Document extract:
<<<<

Luring in younger bulb growers
Nicholas plummer (Fri, 18 Oct 2013 10:30:46 PDT)
When I joined the local orchid society at age 21, I was by far the
youngest member. Now that I am comfortably middle aged, I look around and
see lots of people my own age. There are still very few 20-year olds, but
the orchid society hasn't withered away in the past 20 years. Apparently,
a bunch of my peers who didn't care about plants when we were young are now
enthusiastic orchid growers (or bulb growers, or succulent growers). This
makes sense to me. The percentage of 20-somethings who build light gardens
in their student apartments is probably small compared to the number of
middle aged people who own houses with gardens. My conclusion is that
horticultural societies probably shouldn't worry too much about attracting
young people in particular. As long as membership is stable or slowly
growing, the age of members isn't so important.

>>>>

Dataset excerpt:
<<<<

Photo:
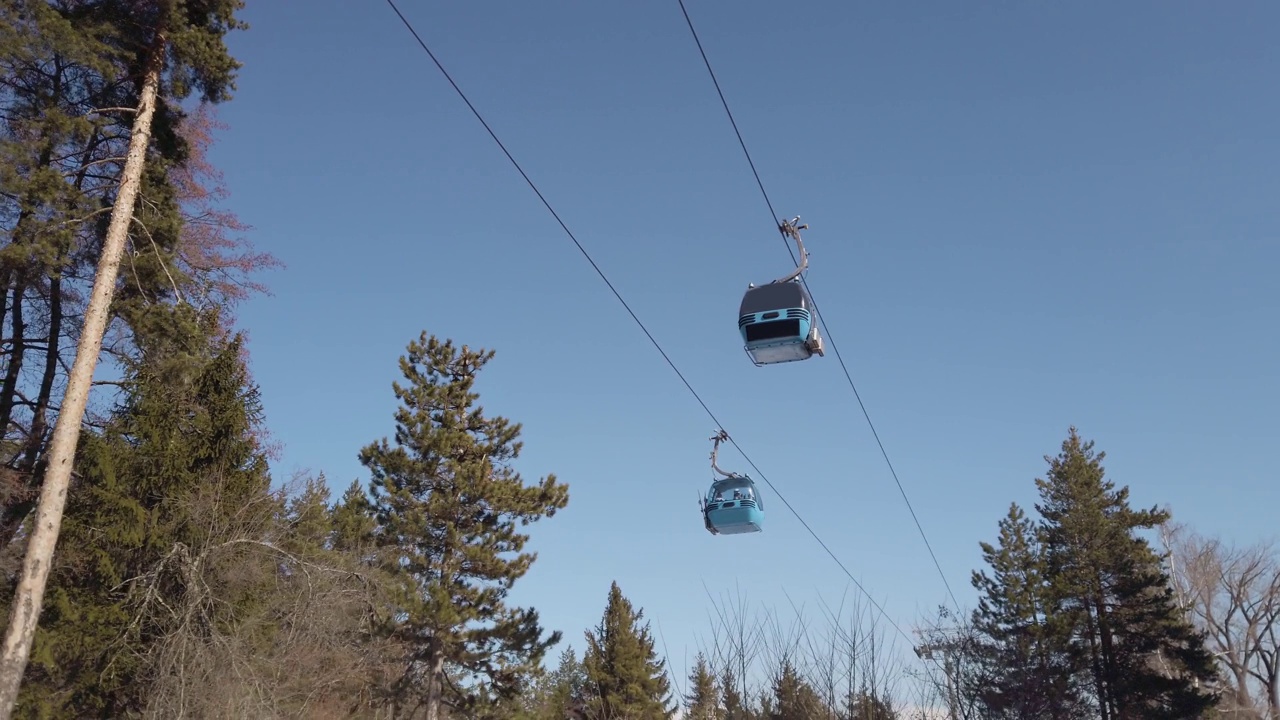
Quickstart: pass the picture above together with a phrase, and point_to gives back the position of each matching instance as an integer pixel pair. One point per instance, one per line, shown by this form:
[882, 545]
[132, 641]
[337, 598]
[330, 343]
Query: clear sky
[1023, 215]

>>>>

Required task:
Copy the post about luring younger bulb growers, beginning at the words "When I joined" and ending after "isn't so important.", and change "orchid society" to "garden club" throughout that stretch. The items have no connection to the post.

Solved problem:
When I joined the local garden club at age 21, I was by far the
youngest member. Now that I am comfortably middle aged, I look around and
see lots of people my own age. There are still very few 20-year olds, but
the garden club hasn't withered away in the past 20 years. Apparently,
a bunch of my peers who didn't care about plants when we were young are now
enthusiastic orchid growers (or bulb growers, or succulent growers). This
makes sense to me. The percentage of 20-somethings who build light gardens
in their student apartments is probably small compared to the number of
middle aged people who own houses with gardens. My conclusion is that
horticultural societies probably shouldn't worry too much about attracting
young people in particular. As long as membership is stable or slowly
growing, the age of members isn't so important.